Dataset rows
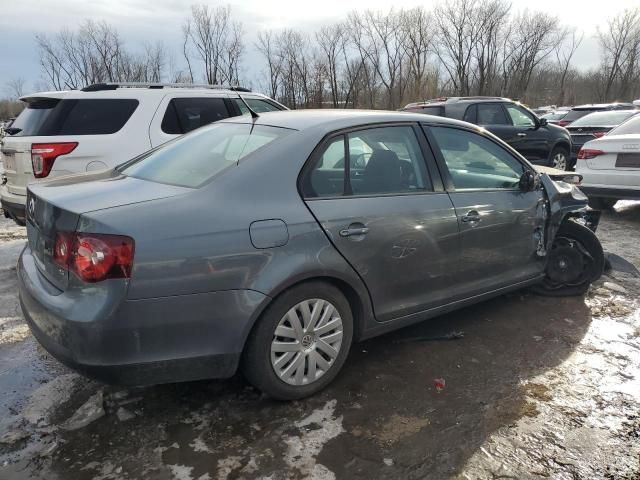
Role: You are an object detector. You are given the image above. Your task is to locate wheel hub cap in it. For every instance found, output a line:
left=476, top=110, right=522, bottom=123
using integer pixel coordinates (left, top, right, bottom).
left=271, top=298, right=343, bottom=385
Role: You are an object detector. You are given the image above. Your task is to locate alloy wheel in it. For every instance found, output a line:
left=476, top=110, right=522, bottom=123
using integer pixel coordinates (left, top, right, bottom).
left=271, top=298, right=343, bottom=386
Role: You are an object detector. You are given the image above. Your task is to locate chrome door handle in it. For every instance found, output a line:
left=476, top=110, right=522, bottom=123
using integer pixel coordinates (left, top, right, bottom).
left=340, top=227, right=369, bottom=237
left=460, top=210, right=480, bottom=223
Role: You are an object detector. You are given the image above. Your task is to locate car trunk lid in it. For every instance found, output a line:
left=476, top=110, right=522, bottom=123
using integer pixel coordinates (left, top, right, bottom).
left=26, top=170, right=192, bottom=290
left=580, top=135, right=640, bottom=171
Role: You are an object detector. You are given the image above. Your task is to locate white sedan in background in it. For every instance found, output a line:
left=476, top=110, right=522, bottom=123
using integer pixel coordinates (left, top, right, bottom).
left=576, top=116, right=640, bottom=210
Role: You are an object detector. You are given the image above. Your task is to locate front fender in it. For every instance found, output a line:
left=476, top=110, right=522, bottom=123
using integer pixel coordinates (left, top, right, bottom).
left=540, top=173, right=599, bottom=250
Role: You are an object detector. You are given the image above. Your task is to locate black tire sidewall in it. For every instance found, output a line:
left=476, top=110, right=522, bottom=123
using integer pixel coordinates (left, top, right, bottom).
left=589, top=197, right=618, bottom=210
left=532, top=220, right=605, bottom=297
left=241, top=281, right=353, bottom=400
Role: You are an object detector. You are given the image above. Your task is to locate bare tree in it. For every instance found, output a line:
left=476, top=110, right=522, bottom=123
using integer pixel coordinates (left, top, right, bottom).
left=502, top=10, right=562, bottom=99
left=555, top=28, right=584, bottom=105
left=435, top=0, right=480, bottom=95
left=182, top=5, right=244, bottom=84
left=5, top=77, right=26, bottom=100
left=316, top=23, right=347, bottom=108
left=400, top=7, right=435, bottom=103
left=598, top=7, right=640, bottom=100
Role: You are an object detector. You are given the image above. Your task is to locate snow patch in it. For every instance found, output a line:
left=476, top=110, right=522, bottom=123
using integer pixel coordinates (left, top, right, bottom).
left=284, top=400, right=345, bottom=480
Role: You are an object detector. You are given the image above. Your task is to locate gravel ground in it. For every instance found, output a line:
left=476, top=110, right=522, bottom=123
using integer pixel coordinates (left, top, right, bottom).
left=0, top=202, right=640, bottom=480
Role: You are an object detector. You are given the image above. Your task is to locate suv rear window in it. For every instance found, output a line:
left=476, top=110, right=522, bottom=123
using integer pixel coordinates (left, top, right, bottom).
left=160, top=97, right=229, bottom=135
left=118, top=123, right=293, bottom=188
left=231, top=98, right=282, bottom=115
left=11, top=98, right=60, bottom=137
left=562, top=108, right=601, bottom=122
left=38, top=98, right=138, bottom=136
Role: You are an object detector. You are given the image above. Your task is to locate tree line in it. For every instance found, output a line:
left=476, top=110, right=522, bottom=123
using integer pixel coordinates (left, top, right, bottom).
left=7, top=0, right=640, bottom=109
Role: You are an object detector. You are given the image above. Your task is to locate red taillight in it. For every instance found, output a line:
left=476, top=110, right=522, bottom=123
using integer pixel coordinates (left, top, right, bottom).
left=53, top=232, right=134, bottom=282
left=578, top=148, right=604, bottom=160
left=31, top=142, right=78, bottom=178
left=53, top=232, right=74, bottom=268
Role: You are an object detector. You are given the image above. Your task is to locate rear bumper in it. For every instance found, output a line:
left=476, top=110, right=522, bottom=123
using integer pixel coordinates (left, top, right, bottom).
left=18, top=247, right=268, bottom=385
left=580, top=185, right=640, bottom=200
left=0, top=185, right=27, bottom=225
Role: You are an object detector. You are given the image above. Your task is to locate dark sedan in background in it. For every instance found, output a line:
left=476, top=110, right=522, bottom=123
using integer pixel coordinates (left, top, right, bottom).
left=403, top=97, right=571, bottom=170
left=558, top=103, right=635, bottom=127
left=565, top=109, right=640, bottom=160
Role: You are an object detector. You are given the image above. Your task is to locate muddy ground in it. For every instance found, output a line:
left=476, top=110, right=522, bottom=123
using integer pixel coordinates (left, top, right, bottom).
left=0, top=202, right=640, bottom=480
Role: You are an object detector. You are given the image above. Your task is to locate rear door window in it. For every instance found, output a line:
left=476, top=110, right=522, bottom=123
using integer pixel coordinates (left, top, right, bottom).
left=476, top=103, right=511, bottom=125
left=10, top=98, right=60, bottom=137
left=431, top=127, right=524, bottom=190
left=160, top=97, right=229, bottom=135
left=302, top=125, right=432, bottom=198
left=34, top=98, right=138, bottom=136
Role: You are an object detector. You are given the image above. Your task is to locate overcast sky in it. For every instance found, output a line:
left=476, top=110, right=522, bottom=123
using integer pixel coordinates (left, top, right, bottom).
left=0, top=0, right=637, bottom=93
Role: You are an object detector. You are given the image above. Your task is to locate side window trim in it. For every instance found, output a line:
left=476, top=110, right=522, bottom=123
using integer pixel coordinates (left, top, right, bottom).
left=462, top=103, right=478, bottom=123
left=422, top=123, right=535, bottom=193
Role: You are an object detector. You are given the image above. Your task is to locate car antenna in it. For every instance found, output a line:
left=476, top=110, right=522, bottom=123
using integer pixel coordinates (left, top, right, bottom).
left=238, top=93, right=260, bottom=123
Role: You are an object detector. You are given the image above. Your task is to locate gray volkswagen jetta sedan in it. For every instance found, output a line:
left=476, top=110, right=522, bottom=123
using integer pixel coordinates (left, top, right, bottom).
left=18, top=110, right=604, bottom=399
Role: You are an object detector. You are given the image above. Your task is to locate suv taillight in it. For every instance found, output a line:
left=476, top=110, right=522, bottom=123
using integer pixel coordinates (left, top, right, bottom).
left=53, top=232, right=134, bottom=283
left=578, top=148, right=604, bottom=160
left=31, top=142, right=78, bottom=178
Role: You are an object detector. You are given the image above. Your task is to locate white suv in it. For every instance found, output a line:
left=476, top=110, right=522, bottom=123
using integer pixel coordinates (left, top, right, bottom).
left=0, top=83, right=286, bottom=224
left=576, top=114, right=640, bottom=210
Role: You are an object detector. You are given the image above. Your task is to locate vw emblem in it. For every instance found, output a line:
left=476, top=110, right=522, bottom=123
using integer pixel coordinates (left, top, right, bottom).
left=29, top=197, right=36, bottom=217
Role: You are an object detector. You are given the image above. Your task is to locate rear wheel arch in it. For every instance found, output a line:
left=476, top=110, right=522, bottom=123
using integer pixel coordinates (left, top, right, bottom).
left=242, top=274, right=373, bottom=350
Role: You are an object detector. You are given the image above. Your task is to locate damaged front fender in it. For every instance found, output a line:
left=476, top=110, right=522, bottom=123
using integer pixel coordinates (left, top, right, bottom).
left=540, top=173, right=600, bottom=251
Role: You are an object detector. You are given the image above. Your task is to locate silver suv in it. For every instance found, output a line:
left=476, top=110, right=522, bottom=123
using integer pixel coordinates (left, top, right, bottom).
left=0, top=83, right=286, bottom=225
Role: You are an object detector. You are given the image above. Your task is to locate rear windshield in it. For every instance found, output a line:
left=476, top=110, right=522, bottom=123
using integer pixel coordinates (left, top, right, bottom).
left=38, top=98, right=138, bottom=136
left=118, top=123, right=293, bottom=188
left=571, top=110, right=636, bottom=127
left=608, top=115, right=640, bottom=136
left=11, top=98, right=60, bottom=137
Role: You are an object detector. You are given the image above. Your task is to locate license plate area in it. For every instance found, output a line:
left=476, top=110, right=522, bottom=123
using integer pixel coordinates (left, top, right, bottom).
left=616, top=153, right=640, bottom=168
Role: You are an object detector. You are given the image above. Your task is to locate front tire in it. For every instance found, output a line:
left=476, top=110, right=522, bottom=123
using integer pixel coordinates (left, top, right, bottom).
left=241, top=281, right=353, bottom=400
left=549, top=147, right=571, bottom=170
left=589, top=197, right=618, bottom=210
left=532, top=220, right=605, bottom=297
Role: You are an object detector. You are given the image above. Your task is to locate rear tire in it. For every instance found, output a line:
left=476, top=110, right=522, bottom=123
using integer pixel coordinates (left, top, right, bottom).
left=241, top=281, right=353, bottom=400
left=549, top=147, right=571, bottom=170
left=532, top=220, right=605, bottom=297
left=589, top=197, right=618, bottom=210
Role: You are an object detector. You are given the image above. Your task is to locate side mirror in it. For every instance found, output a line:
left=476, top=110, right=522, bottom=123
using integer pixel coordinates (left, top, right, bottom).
left=518, top=170, right=540, bottom=192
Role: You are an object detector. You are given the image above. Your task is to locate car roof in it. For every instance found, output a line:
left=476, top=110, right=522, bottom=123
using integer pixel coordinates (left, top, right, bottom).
left=219, top=109, right=473, bottom=130
left=20, top=86, right=268, bottom=103
left=572, top=102, right=633, bottom=110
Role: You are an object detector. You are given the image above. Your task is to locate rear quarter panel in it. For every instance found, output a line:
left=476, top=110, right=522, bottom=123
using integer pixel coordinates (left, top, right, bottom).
left=80, top=126, right=370, bottom=334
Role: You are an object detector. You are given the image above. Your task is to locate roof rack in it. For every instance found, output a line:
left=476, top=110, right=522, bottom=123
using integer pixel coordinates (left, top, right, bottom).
left=80, top=82, right=251, bottom=92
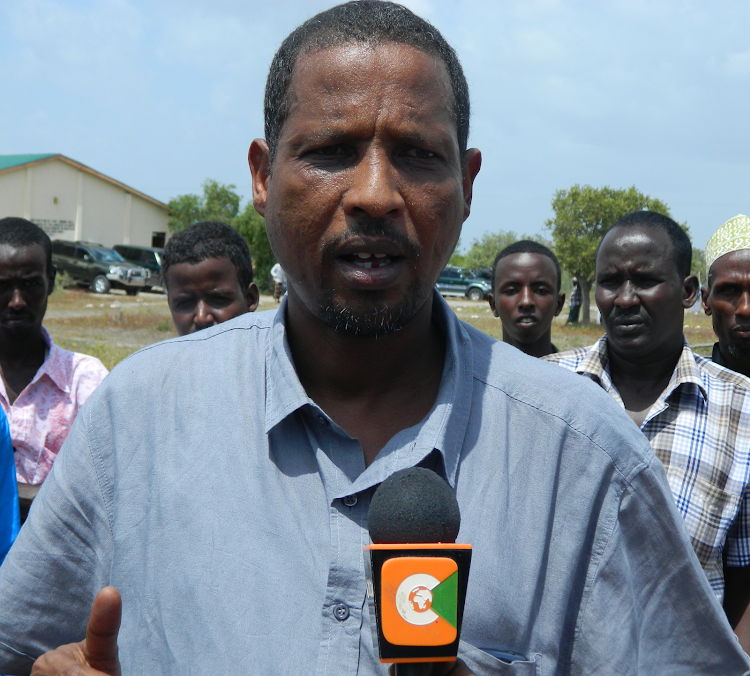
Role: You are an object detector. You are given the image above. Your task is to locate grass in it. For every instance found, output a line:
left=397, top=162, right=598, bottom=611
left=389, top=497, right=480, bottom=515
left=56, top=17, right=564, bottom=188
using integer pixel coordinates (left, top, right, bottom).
left=44, top=287, right=715, bottom=369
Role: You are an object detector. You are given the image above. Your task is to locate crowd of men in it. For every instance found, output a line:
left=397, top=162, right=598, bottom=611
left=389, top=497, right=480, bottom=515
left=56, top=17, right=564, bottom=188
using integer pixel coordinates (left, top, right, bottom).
left=0, top=0, right=750, bottom=676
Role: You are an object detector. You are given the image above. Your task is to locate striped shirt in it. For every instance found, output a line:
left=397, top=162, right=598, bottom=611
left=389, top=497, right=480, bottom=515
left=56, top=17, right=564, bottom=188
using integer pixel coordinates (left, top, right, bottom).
left=544, top=336, right=750, bottom=600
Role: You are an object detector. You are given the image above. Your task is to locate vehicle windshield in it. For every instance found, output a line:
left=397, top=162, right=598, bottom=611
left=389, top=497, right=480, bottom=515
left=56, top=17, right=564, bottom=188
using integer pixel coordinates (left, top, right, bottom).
left=91, top=249, right=125, bottom=263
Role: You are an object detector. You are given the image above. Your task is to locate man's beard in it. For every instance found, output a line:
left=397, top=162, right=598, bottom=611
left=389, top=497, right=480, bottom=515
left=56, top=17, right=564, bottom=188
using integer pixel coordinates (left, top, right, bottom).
left=318, top=217, right=431, bottom=338
left=318, top=279, right=430, bottom=338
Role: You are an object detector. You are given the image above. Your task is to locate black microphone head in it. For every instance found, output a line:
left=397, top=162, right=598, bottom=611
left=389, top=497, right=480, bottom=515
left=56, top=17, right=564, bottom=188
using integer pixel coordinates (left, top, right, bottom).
left=367, top=467, right=461, bottom=545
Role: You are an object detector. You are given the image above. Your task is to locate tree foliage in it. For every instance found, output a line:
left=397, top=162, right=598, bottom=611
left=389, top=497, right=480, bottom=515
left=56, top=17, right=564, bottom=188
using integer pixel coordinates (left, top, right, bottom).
left=232, top=202, right=276, bottom=291
left=167, top=178, right=276, bottom=291
left=545, top=185, right=676, bottom=323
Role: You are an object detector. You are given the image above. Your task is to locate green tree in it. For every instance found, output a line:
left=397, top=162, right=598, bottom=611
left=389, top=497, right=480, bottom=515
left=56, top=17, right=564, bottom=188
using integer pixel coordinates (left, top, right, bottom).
left=232, top=202, right=276, bottom=292
left=545, top=184, right=676, bottom=324
left=464, top=230, right=519, bottom=270
left=167, top=178, right=240, bottom=232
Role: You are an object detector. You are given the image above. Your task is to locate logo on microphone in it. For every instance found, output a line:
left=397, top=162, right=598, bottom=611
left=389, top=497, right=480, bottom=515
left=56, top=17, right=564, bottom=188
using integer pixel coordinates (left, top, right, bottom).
left=380, top=556, right=458, bottom=646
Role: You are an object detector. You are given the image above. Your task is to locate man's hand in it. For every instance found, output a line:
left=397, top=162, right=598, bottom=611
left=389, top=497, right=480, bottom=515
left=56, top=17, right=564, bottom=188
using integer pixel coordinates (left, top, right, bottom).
left=388, top=660, right=474, bottom=676
left=31, top=587, right=122, bottom=676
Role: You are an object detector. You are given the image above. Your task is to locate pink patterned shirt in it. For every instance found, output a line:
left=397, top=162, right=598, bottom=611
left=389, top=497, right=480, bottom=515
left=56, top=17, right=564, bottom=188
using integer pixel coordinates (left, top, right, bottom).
left=0, top=327, right=109, bottom=484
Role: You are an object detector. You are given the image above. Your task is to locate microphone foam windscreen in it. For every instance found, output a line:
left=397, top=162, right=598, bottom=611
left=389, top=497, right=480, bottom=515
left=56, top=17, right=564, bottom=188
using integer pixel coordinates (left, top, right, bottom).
left=367, top=467, right=461, bottom=545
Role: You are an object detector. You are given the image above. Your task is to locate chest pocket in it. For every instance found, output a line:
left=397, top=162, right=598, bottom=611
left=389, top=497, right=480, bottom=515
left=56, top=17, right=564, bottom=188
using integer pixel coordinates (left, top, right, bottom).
left=458, top=641, right=542, bottom=676
left=685, top=475, right=740, bottom=568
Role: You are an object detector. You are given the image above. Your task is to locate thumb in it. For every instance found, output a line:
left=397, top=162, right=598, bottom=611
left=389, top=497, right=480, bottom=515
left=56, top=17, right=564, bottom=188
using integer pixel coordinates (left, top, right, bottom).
left=84, top=587, right=122, bottom=676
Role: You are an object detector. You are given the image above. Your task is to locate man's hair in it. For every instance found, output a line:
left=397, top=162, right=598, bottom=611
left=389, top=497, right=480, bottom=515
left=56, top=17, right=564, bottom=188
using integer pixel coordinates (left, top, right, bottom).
left=596, top=211, right=693, bottom=279
left=0, top=216, right=52, bottom=274
left=263, top=0, right=470, bottom=163
left=492, top=239, right=562, bottom=293
left=161, top=221, right=253, bottom=291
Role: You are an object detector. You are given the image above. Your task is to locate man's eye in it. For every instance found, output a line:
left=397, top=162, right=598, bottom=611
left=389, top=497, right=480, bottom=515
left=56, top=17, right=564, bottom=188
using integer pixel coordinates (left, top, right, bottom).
left=404, top=147, right=437, bottom=160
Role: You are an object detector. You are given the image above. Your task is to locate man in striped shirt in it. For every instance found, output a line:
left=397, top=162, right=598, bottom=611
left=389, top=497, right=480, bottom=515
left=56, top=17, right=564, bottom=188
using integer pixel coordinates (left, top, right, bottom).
left=545, top=212, right=750, bottom=649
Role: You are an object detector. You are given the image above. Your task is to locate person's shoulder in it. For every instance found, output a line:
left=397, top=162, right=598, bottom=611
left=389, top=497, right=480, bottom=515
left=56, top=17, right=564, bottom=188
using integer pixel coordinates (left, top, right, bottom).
left=542, top=345, right=594, bottom=370
left=107, top=310, right=277, bottom=386
left=466, top=327, right=653, bottom=476
left=693, top=352, right=750, bottom=392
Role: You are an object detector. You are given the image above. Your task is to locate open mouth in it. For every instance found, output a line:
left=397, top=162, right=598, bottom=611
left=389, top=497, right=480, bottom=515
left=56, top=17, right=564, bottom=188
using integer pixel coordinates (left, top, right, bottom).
left=341, top=253, right=394, bottom=270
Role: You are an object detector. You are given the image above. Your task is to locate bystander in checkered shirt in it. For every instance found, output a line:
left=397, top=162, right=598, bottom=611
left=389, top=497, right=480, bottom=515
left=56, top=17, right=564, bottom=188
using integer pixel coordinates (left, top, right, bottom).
left=544, top=336, right=750, bottom=601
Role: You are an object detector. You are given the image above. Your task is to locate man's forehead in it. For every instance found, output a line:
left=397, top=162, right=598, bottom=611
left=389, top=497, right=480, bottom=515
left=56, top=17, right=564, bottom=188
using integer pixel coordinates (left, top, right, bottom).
left=709, top=249, right=750, bottom=278
left=289, top=42, right=455, bottom=121
left=495, top=251, right=557, bottom=280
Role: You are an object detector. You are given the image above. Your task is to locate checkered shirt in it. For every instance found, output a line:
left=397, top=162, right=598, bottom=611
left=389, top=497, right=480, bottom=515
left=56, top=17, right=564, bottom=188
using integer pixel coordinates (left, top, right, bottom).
left=545, top=336, right=750, bottom=600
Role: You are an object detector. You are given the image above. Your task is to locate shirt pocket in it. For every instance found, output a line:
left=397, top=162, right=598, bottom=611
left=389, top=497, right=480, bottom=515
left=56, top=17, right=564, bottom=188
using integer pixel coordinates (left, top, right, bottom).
left=685, top=475, right=740, bottom=568
left=458, top=641, right=542, bottom=676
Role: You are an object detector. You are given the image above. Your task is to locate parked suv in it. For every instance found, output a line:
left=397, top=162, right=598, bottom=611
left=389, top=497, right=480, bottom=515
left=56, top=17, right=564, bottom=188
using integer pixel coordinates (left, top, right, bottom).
left=435, top=265, right=492, bottom=300
left=113, top=244, right=164, bottom=291
left=52, top=239, right=150, bottom=296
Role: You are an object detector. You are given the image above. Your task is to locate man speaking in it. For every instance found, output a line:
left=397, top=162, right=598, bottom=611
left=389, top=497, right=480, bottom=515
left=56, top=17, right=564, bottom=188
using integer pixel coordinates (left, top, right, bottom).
left=0, top=2, right=750, bottom=676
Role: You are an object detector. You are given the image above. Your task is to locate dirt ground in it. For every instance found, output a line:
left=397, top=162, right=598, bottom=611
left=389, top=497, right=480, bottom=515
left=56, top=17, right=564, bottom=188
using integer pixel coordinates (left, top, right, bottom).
left=44, top=289, right=714, bottom=369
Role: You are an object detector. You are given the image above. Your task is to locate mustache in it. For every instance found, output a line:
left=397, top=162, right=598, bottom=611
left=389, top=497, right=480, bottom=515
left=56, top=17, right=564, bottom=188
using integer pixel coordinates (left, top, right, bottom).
left=324, top=216, right=419, bottom=257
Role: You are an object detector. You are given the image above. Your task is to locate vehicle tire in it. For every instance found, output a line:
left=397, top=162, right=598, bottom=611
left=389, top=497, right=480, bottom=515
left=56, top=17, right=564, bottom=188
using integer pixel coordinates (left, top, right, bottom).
left=466, top=288, right=484, bottom=301
left=91, top=275, right=112, bottom=293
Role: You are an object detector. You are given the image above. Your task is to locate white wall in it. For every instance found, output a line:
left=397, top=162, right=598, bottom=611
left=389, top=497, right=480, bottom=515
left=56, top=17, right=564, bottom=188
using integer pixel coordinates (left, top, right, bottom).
left=0, top=160, right=167, bottom=247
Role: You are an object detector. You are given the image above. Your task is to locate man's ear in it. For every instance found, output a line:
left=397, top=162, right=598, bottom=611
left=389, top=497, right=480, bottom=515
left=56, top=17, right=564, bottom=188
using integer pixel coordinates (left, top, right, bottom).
left=463, top=148, right=482, bottom=220
left=245, top=282, right=260, bottom=312
left=47, top=265, right=57, bottom=296
left=682, top=275, right=701, bottom=309
left=247, top=138, right=271, bottom=216
left=487, top=293, right=497, bottom=317
left=555, top=293, right=565, bottom=317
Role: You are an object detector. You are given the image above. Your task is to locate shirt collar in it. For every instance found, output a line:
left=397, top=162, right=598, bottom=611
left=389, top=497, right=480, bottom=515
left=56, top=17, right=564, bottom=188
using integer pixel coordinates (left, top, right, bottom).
left=576, top=334, right=707, bottom=400
left=265, top=292, right=473, bottom=492
left=30, top=327, right=73, bottom=394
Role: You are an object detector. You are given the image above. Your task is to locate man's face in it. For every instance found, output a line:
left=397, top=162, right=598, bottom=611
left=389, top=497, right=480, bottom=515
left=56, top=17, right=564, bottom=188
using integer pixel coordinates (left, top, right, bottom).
left=489, top=253, right=565, bottom=344
left=0, top=244, right=55, bottom=341
left=165, top=257, right=258, bottom=336
left=249, top=43, right=481, bottom=336
left=702, top=249, right=750, bottom=360
left=596, top=226, right=698, bottom=363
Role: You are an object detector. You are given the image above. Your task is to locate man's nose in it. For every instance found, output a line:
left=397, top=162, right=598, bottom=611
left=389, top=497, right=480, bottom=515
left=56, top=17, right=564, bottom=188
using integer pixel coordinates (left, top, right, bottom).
left=193, top=300, right=214, bottom=329
left=518, top=286, right=534, bottom=308
left=615, top=280, right=641, bottom=307
left=735, top=289, right=750, bottom=317
left=8, top=288, right=26, bottom=310
left=343, top=147, right=405, bottom=218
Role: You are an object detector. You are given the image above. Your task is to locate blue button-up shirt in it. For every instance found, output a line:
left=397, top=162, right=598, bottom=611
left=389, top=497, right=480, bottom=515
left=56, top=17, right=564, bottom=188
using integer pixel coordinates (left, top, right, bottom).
left=0, top=297, right=750, bottom=676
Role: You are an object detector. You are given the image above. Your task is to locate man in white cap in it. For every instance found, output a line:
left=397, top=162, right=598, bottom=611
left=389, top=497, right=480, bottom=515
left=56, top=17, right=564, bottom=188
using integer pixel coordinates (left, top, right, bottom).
left=701, top=214, right=750, bottom=650
left=701, top=214, right=750, bottom=376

Exercise details: Set down, word for word, every line from the line that holds "to locate blue" to the end of the entries above, including both ends.

Full solution:
Role: You are an object detector. You are given the image above. Your task is to locate blue button-up shirt in it. For every instance found, output a line:
left=397, top=162, right=598, bottom=611
left=389, top=497, right=480, bottom=515
left=56, top=17, right=564, bottom=188
using integer pixel coordinates (left, top, right, bottom).
left=0, top=297, right=750, bottom=676
Role: You are an object detector. You are given the image above. Your task is to locate man in white cap in it. For every instance found, output a line:
left=397, top=162, right=598, bottom=611
left=389, top=497, right=480, bottom=515
left=56, top=17, right=564, bottom=188
using integer pixel coordinates (left, top, right, bottom).
left=701, top=214, right=750, bottom=650
left=701, top=214, right=750, bottom=376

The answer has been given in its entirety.